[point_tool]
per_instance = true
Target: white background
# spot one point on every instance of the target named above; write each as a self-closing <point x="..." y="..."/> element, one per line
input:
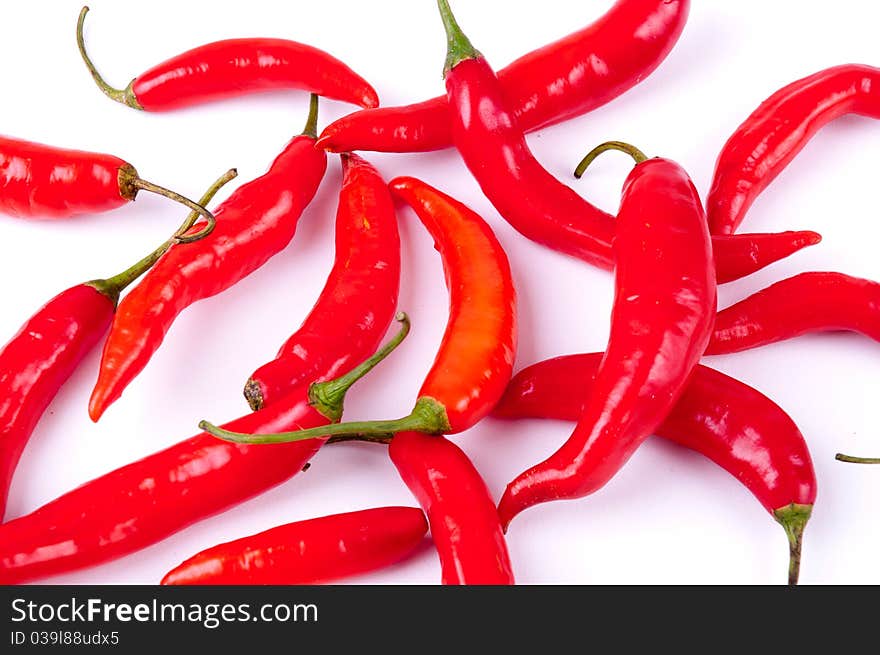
<point x="670" y="516"/>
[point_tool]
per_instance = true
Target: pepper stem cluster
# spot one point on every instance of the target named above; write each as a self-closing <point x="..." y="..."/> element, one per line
<point x="326" y="397"/>
<point x="112" y="287"/>
<point x="458" y="46"/>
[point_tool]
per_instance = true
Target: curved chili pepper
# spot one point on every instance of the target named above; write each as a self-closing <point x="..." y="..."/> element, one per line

⁂

• **Task objective**
Check every line of the data above for the string "pepper", and copy those that have it.

• **Result of this task**
Target: pepper stem cluster
Target: curved chili pepper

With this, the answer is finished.